** Collected data **

....

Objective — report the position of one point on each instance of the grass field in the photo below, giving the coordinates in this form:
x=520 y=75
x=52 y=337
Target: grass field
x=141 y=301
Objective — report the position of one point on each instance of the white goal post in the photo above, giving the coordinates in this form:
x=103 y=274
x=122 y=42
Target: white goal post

....

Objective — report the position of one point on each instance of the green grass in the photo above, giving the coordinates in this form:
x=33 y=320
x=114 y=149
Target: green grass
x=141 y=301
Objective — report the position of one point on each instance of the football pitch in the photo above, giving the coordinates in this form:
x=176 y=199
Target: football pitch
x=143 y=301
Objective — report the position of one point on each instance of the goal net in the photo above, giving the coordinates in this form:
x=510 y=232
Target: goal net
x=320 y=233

....

** WORK REQUIRED **
Please copy every line of the data that carries the string "point".

** RESPONSE TO THE TASK **
Objective — report the position of one point on each instance of the grass field in the photo below, giving the coordinates in this form:
Objective — report the position of one point on each instance of the white goal post in the photo above, giving the coordinates in this form:
Objective — report the position of one point on each instance of the green grass in the photo above, giving the coordinates in this form:
Objective — report the position of one point on each instance of the football pitch in the photo above, giving the coordinates in this form:
Objective — report the position of one point on each instance of the goal net in the photo above, giving the coordinates in this form:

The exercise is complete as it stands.